Jumat, 06 Februari 2015

Advokat yang Sering Beracara di MK Buka Suara Soal Briefing Saksi



Penetapan tersangka Bambang Widjojanto dinilai cederai profesi advokat.
Advokat yang Sering Beracara di MK Buka Suara Soal Briefing Saksi
Andi Asrun. Foto: RES

Sejumlah advokat yang sering beracara di Mahkamah Konstitusi (MK) buka suara soal kebiasaan pengacara melakukan briefing saksi sebelum menjalani persidangan. Salah seorang advokat, Andi Asrun menyatakan briefing saksi merupakan hal yang wajar dalam proses beracara di persidangan.
Ia bersama sejumlah advokat lainnya merasa perlu menjelaskan kepada pimpinan Komisi Pemberantasan Korupsi (KPK). Pasalnya, Bareskrim Mabes Polri menjerat Wakil Ketua KPK Bambang Widjojanto dengan dugaan pidana menyuruh saksi untuk memberikan keterangan palsu di sidang MK.
Andi mengatakan briefing saksi diperbolehkan sepanjang tidak mengarahkan. Apalagi para saksi tersebut diharapkan hakim dapat memberikan keterangan secara benar, jelas, dan terang benderang sesuai fakta. "Tentu tanpa ada rasa gugup sesuai fakta yang mereka lihat, dengar, dan ketahui," katanya di KPK, Rabu (28/1).
Ia menjelaskan, sebagai advokat yang sering beracara di MK, mengumpulkan saksi sebelum bersidang bukan sesuatu yang haram. Tidak semua saksi terbiasa dengan suasana sidang. Oleh karena itu, pengacara bisa melakukan briefing agar kesaksian disampaikan secara jelas dan benar.

## Catatan Tersimpan

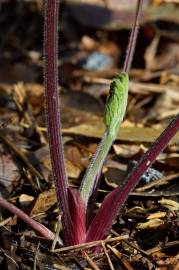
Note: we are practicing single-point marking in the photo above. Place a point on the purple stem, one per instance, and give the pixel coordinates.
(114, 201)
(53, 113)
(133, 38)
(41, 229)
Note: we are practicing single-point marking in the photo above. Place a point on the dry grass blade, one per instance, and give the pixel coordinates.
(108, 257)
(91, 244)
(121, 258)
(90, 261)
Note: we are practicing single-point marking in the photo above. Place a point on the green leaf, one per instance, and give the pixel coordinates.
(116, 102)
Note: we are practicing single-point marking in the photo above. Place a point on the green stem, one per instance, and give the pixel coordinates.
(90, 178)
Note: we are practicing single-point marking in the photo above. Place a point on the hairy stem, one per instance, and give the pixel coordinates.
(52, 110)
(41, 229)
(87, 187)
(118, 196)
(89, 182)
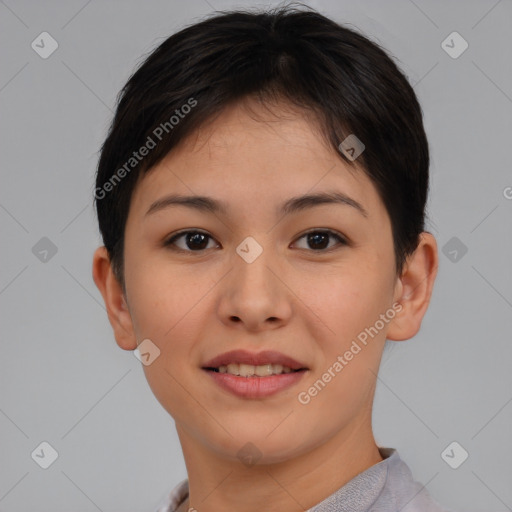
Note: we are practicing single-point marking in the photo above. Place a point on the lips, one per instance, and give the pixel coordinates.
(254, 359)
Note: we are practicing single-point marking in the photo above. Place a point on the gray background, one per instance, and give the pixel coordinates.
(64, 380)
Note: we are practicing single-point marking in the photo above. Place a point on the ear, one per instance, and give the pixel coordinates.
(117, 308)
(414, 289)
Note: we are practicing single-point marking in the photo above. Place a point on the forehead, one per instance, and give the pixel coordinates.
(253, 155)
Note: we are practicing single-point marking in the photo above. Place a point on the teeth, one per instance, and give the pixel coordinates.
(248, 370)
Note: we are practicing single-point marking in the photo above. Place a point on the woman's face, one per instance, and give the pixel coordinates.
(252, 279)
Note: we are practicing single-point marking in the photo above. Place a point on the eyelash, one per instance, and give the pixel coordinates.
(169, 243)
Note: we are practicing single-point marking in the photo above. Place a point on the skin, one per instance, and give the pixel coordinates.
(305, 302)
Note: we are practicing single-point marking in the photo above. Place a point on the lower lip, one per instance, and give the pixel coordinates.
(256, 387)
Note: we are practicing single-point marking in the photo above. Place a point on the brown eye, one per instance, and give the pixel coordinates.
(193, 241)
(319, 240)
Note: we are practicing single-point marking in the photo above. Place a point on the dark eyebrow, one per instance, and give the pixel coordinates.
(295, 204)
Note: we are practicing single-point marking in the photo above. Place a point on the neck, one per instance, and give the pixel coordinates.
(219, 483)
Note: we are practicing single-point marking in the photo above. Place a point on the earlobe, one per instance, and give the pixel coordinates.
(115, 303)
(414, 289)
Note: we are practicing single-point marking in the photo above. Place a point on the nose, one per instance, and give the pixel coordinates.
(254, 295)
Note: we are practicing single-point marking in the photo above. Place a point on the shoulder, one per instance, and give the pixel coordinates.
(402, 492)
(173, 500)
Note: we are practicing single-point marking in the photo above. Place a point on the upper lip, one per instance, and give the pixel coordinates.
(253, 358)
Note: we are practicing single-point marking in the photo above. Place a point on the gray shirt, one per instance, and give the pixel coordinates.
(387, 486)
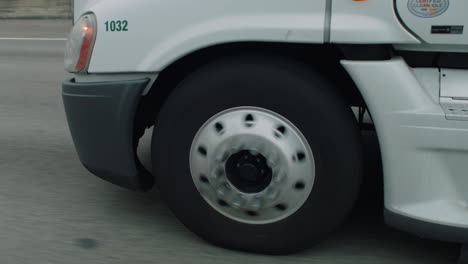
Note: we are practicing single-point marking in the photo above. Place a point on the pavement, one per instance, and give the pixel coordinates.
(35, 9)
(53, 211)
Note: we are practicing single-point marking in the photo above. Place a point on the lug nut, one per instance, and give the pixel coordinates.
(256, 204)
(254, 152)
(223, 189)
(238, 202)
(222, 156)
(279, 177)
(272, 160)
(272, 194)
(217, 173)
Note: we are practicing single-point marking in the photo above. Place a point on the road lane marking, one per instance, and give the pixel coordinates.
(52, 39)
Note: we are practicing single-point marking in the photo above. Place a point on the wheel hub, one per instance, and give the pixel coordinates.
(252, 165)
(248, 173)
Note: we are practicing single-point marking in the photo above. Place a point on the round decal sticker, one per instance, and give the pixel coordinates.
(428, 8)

## Soal Latihan
(1) Tuliskan persis bagian kutipan teks tentang briefing saksi di antara "Andi mengatakan briefing" dan "jelas dan benar.", termasuk kedua batas tersebut.
(2) Sebutkan semua lembaga yang disebut dalam kutipan teks tentang briefing saksi.
(3) Jawablah pertanyaan berikut berdasarkan kutipan teks tentang briefing saksi.
(a) Apa jabatan Bambang Widjojanto?
(b) Menurut Andi Asrun, dengan syarat apa briefing saksi diperbolehkan?
(c) Menurut Andi Asrun, tidak semua saksi terbiasa dengan apa?

## Kunci Jawaban
(1)
Andi mengatakan briefing saksi diperbolehkan sepanjang tidak mengarahkan. Apalagi para saksi tersebut diharapkan hakim dapat memberikan keterangan secara benar, jelas, dan terang benderang sesuai fakta. "Tentu tanpa ada rasa gugup sesuai fakta yang mereka lihat, dengar, dan ketahui," katanya di KPK, Rabu (28/1).
Ia menjelaskan, sebagai advokat yang sering beracara di MK, mengumpulkan saksi sebelum bersidang bukan sesuatu yang haram. Tidak semua saksi terbiasa dengan suasana sidang. Oleh karena itu, pengacara bisa melakukan briefing agar kesaksian disampaikan secara jelas dan benar.

(2)
Mahkamah Konstitusi (MK)
Komisi Pemberantasan Korupsi (KPK)
Bareskrim Mabes Polri

(3)
(a) Wakil Ketua KPK.
(b) Sepanjang tidak mengarahkan.
(c) Suasana sidang.